Recently I've been asked what I'm reading but quite a number of people, so I figure I should probably do a regular post on what I'm reading. As you can probably see, this month is a bit of a mixed bag.
I always like to have a range of books on the go, across various subject matter.
So here goes!
Ah, the Hitchhikers Guide, how I love thee.
I haven't read it for such a long time (more fool me!) and its a complete joy to read again. I have Apple iBooks to thank for reminding me to read the H2G2 series again as they had the first book (Hitchhikers Guide to the Galaxy) available for free.
Now that I've moved on to the second book so quickly I thought I'd take my time reading The Restaurant at the End of the Universe as it's such an awesome series that you shouldn't rush it and sometimes need to stop and smell the Arcturan Megaflowers.
This series is hands down one of my most prized reads of all time.
Managing Knowledge Work and Innovation, Second Edition may seem like an odd choice of book for a fiction writer to read, but often the organisational principles that are present in daily knowledge working apply directly to writing fiction as well.

### Data excerpts:
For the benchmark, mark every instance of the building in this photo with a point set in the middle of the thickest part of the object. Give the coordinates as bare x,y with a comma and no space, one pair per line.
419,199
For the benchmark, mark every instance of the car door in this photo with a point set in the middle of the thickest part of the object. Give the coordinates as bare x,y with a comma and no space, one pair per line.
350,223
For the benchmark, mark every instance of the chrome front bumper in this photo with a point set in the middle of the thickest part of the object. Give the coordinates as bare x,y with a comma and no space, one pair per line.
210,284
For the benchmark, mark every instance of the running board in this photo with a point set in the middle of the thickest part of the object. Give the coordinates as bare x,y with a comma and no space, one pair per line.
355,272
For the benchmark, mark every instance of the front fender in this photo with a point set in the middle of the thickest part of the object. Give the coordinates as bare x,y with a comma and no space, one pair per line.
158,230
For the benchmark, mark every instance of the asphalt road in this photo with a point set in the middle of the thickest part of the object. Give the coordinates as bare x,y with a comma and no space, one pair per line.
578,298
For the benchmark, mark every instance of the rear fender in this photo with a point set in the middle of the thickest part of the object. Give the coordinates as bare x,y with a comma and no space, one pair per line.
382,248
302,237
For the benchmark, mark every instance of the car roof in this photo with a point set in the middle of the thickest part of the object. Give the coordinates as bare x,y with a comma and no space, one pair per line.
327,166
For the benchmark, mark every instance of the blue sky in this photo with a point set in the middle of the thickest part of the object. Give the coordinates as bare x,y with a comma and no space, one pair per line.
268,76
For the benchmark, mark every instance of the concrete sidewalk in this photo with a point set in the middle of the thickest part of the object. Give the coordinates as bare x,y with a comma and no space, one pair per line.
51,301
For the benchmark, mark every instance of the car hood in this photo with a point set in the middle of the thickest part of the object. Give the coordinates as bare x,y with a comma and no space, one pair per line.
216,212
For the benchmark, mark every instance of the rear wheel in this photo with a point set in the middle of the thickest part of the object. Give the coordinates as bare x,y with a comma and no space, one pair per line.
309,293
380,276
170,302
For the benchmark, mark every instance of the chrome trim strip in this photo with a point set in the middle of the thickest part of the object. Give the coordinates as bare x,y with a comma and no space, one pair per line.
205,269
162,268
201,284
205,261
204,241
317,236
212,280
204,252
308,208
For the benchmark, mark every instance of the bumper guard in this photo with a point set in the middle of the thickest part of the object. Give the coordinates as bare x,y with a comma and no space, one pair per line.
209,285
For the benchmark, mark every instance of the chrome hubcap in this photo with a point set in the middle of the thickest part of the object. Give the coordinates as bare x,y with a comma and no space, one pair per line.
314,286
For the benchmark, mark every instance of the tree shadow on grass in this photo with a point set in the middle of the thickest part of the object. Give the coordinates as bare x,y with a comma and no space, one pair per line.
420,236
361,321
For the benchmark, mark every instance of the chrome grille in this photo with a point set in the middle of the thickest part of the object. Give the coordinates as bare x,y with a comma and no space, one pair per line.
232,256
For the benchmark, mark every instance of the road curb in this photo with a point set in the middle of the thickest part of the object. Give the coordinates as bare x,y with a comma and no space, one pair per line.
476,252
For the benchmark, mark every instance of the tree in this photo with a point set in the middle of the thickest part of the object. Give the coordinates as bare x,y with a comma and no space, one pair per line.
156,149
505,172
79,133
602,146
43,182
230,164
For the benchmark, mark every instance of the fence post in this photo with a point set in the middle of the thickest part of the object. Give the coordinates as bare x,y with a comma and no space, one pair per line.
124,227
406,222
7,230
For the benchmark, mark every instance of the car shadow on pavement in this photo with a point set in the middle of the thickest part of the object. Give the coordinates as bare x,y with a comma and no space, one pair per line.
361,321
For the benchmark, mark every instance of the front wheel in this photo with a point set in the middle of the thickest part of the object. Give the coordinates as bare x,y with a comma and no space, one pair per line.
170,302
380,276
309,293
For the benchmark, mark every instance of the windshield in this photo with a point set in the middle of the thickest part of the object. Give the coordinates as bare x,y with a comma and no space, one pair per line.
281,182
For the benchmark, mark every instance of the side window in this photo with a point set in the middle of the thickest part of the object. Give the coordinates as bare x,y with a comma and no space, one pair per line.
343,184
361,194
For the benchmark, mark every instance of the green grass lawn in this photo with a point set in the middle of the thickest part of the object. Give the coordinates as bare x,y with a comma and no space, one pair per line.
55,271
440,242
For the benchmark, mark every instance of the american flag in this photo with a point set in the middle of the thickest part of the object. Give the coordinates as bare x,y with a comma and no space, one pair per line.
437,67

### Exercise instructions:
a: List every book title that the reading-list post names.
b: Reproduce the reading-list post from "Recently I've been" to "available for free.".
The lines play no part in this.

### Answers provided:
a:
- Hitchhikers Guide to the Galaxy
- The Restaurant at the End of the Universe
- Managing Knowledge Work and Innovation, Second Edition

b:
Recently I've been asked what I'm reading but quite a number of people, so I figure I should probably do a regular post on what I'm reading. As you can probably see, this month is a bit of a mixed bag.
I always like to have a range of books on the go, across various subject matter.
So here goes!
Ah, the Hitchhikers Guide, how I love thee.
I haven't read it for such a long time (more fool me!) and its a complete joy to read again. I have Apple iBooks to thank for reminding me to read the H2G2 series again as they had the first book (Hitchhikers Guide to the Galaxy) available for free.